> What this task involves:
Copy, word for word, the part of the court passage below between "Turkey (dec.), no." and "State bore responsibility.", inclusive.

> Text block:
_ _ _ _
Turkey (dec.), no. 57406/00, 10 October 2006). Consequently,
for the Court, the applicant's injuries were the result of treatment
for which the respondent State bore responsibility.
- The Court reiterates that Article 3 of the Convention
also requires the authorities to investigate allegations of
ill-treatment when they are “arguable” and “raise a
reasonable suspicion” (see, in particular, Ay v. Turkey,
no. 30951/96, §§ 59-60, 22 March 2005). The minimum
standards as to effectiveness defined by the Court's case-law include
the requirements that the investigation be independent, impartial and
subject to public scrutiny, and that the competent authorities act
with exemplary diligence and promptness (see, for example, Çelik
and İmret v. Turkey, no. 44093/98, § 55,
26 October 2004).
- In
addition, the Court reiterates that the rights enshrined in the
Convention are practical and effective, and not theoretical and
illusory. Therefore, in such cases, an effective investigation must
be able to lead to the identification and punishment of those
responsible (see, mutatis mutandis, Nevruz Koç,
§ 53, cited above).
_ _ _ _
> Extracted entries:
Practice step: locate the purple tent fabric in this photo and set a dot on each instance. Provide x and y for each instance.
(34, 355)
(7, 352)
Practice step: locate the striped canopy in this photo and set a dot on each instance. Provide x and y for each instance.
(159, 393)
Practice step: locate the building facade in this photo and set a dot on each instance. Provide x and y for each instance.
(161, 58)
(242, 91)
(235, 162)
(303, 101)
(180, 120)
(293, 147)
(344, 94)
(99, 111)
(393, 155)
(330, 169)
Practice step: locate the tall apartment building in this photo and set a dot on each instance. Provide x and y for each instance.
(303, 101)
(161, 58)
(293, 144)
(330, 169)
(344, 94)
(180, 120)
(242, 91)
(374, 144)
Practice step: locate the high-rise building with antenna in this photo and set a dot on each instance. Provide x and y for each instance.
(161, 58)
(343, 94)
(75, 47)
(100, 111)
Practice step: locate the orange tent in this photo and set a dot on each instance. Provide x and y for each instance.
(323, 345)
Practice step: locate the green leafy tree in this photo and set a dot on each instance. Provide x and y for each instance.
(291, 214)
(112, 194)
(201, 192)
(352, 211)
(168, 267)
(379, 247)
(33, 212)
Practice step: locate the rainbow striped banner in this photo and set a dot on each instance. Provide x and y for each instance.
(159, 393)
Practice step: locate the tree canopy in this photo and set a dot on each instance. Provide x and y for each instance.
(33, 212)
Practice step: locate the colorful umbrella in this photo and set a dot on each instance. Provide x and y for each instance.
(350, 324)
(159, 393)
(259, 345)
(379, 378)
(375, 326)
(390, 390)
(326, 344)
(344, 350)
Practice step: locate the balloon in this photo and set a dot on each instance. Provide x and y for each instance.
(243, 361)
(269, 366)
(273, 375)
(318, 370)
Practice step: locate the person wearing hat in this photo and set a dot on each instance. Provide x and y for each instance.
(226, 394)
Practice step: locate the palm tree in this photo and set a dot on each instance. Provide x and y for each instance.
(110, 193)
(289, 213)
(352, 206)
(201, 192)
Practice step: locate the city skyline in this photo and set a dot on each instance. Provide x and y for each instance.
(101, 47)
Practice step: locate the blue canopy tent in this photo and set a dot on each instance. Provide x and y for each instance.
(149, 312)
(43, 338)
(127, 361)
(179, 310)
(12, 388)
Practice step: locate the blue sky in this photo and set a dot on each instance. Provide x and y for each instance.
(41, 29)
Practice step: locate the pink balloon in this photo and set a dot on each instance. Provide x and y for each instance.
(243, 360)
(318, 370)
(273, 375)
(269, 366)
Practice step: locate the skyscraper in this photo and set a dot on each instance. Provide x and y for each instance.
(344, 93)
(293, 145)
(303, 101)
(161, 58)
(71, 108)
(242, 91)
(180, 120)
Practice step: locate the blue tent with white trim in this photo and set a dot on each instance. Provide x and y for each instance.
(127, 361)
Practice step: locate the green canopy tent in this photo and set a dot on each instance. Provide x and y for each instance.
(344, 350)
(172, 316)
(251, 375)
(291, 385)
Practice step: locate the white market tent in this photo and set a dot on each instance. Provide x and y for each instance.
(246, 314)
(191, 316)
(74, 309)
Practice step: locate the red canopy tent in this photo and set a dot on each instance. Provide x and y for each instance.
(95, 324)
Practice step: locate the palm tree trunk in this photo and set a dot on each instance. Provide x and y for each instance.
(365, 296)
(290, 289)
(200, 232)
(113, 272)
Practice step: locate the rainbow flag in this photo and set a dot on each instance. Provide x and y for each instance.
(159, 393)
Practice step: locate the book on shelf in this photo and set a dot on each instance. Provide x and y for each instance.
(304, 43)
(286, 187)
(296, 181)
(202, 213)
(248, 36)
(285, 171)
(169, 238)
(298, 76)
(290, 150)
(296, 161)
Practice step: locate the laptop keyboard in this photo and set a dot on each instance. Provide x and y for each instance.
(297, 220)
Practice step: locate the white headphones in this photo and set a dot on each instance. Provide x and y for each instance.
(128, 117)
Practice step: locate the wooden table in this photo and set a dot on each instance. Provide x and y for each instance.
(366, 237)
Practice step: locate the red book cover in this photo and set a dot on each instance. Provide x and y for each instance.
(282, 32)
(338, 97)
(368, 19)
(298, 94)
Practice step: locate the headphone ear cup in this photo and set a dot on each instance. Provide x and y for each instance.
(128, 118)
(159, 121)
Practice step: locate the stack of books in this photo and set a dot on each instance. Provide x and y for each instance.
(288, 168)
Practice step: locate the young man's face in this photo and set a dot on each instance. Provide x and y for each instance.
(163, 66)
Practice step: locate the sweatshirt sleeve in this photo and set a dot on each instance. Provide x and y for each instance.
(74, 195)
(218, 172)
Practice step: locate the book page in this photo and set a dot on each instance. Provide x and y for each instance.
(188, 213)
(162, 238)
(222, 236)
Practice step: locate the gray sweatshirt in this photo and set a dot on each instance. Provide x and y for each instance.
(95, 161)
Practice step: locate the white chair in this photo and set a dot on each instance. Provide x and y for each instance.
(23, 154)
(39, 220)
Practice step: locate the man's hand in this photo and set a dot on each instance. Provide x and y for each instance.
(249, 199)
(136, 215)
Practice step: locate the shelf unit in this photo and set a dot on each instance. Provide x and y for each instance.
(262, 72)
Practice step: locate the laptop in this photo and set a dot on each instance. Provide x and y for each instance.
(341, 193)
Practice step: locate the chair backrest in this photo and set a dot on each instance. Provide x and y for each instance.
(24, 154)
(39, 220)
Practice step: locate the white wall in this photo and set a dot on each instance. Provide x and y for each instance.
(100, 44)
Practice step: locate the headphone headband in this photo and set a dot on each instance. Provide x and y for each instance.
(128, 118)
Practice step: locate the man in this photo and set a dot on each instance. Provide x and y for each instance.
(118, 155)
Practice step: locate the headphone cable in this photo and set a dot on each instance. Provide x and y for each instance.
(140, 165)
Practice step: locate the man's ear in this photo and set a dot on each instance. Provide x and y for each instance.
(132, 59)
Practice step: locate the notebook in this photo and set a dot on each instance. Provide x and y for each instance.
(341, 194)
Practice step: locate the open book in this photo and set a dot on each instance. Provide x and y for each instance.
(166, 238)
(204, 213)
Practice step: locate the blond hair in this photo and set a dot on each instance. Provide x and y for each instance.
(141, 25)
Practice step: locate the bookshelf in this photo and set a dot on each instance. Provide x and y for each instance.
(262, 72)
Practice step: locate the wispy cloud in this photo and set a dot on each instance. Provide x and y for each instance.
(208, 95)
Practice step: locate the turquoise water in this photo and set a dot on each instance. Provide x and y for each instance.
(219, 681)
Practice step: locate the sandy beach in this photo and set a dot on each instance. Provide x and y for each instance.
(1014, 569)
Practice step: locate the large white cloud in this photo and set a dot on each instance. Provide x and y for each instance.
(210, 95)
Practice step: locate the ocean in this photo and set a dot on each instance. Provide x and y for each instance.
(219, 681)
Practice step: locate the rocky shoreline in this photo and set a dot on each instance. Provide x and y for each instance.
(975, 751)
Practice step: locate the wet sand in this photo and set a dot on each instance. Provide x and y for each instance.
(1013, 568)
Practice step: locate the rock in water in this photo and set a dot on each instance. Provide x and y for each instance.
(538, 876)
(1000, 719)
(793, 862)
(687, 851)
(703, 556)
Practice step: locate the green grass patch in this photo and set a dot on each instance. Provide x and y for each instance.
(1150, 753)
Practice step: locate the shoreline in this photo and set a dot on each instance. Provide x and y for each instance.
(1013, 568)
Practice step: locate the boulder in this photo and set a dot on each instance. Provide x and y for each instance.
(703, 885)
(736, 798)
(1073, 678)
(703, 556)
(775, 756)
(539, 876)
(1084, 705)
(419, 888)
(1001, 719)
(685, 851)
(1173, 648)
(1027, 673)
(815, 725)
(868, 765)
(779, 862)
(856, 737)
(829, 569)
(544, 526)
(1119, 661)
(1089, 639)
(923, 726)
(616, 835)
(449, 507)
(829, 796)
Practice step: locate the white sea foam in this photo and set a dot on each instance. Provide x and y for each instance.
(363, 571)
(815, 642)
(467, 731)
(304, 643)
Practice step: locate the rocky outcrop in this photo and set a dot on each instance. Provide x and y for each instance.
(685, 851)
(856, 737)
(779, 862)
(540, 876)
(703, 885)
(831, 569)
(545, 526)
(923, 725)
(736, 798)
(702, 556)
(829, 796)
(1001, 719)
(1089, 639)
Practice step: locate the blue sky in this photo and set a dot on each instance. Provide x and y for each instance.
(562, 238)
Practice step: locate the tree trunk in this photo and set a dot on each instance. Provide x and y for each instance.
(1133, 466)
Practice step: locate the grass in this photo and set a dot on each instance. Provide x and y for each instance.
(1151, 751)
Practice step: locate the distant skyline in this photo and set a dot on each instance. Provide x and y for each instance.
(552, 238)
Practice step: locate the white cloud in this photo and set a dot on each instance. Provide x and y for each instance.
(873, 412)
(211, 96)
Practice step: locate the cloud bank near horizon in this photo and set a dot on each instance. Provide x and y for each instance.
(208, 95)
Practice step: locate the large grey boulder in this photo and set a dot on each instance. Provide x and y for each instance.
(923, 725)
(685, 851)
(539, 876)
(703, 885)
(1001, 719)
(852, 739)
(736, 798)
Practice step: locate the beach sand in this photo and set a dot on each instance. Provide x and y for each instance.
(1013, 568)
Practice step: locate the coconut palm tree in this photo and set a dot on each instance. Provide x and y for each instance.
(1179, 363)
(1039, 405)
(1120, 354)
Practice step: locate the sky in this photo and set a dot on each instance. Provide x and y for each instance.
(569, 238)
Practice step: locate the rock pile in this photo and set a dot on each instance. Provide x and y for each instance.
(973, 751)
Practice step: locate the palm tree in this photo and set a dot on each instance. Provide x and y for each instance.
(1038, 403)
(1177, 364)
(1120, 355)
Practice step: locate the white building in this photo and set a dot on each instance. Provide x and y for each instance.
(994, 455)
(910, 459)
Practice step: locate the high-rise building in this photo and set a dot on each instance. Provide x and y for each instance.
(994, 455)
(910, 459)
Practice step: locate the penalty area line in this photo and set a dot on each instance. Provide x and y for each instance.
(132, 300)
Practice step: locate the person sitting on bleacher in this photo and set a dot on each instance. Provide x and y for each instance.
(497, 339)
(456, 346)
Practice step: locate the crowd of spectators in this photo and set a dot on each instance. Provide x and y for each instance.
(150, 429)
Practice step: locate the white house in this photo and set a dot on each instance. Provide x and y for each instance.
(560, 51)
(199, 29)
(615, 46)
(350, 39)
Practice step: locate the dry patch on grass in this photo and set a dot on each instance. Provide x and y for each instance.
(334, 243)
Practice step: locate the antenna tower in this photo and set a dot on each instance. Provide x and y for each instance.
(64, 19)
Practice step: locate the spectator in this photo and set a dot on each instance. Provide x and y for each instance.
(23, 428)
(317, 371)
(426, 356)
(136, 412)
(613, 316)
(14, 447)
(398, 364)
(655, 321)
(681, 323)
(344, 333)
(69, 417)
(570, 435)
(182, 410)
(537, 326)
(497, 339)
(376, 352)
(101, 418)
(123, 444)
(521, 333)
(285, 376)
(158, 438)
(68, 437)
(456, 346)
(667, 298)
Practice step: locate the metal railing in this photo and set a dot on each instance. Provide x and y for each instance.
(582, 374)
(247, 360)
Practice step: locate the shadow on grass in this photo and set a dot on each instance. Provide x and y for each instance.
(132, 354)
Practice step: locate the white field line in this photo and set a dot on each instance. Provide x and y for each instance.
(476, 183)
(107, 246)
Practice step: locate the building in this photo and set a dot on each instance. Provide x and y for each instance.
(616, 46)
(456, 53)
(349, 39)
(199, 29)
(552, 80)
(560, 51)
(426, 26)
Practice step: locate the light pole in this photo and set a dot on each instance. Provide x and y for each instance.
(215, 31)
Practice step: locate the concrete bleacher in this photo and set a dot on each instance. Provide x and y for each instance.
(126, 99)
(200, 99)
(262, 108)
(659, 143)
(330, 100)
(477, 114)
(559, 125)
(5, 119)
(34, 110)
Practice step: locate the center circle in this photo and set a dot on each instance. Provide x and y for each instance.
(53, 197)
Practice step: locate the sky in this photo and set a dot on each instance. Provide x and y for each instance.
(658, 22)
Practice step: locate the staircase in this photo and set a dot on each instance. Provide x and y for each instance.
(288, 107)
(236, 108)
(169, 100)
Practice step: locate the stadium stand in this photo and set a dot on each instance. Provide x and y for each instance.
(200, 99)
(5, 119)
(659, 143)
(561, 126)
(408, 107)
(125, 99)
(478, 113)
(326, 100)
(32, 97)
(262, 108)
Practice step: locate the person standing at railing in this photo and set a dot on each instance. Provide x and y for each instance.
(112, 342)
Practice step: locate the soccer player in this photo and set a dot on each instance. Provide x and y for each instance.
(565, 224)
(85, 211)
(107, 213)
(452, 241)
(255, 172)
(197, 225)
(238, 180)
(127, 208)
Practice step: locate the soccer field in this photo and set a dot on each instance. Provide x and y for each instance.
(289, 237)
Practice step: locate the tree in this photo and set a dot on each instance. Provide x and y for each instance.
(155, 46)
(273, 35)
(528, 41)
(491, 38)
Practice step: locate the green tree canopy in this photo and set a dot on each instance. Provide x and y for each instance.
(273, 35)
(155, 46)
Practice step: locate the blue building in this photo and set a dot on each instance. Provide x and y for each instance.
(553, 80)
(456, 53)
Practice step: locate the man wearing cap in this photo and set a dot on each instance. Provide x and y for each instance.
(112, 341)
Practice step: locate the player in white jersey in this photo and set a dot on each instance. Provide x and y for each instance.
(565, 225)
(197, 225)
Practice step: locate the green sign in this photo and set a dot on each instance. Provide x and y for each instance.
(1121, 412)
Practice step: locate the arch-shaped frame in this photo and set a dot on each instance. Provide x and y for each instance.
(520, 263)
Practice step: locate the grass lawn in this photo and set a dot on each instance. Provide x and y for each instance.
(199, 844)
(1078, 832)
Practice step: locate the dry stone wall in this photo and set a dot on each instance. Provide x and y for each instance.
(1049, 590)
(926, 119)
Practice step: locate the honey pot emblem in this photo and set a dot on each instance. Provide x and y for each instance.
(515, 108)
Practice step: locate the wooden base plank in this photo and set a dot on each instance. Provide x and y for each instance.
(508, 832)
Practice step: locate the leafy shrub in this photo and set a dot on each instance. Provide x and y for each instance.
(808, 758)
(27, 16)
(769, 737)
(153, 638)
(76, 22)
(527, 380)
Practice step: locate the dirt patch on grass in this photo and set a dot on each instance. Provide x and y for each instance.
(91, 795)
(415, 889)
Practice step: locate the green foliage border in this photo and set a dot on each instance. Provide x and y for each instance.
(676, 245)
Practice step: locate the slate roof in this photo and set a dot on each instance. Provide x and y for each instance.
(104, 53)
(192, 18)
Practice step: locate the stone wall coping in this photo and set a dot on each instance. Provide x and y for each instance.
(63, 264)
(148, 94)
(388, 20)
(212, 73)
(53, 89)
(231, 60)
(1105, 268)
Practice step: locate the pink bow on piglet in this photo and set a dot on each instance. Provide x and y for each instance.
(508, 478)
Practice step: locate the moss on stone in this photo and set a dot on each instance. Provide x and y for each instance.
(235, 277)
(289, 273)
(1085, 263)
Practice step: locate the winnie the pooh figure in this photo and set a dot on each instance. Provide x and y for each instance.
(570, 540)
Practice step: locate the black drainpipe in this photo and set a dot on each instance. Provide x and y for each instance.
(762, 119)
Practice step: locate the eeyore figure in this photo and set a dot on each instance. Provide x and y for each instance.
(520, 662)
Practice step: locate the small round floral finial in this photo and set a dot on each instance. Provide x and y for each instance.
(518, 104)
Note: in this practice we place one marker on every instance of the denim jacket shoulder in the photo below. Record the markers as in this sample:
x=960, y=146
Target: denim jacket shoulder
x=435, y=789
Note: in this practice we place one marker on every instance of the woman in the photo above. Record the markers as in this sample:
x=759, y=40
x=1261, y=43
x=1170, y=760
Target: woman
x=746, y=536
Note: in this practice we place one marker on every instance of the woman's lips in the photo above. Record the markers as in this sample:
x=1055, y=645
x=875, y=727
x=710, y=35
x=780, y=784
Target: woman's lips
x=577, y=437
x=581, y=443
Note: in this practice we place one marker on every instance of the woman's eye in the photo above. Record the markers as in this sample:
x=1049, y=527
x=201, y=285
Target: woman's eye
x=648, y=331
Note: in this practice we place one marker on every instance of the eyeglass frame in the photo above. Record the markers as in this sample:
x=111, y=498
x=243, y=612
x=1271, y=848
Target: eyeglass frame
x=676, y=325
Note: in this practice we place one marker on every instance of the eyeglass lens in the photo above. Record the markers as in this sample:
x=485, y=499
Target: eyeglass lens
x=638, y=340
_ _ _ _
> Written reply:
Turkey (dec.), no. 57406/00, 10 October 2006). Consequently,
for the Court, the applicant's injuries were the result of treatment
for which the respondent State bore responsibility.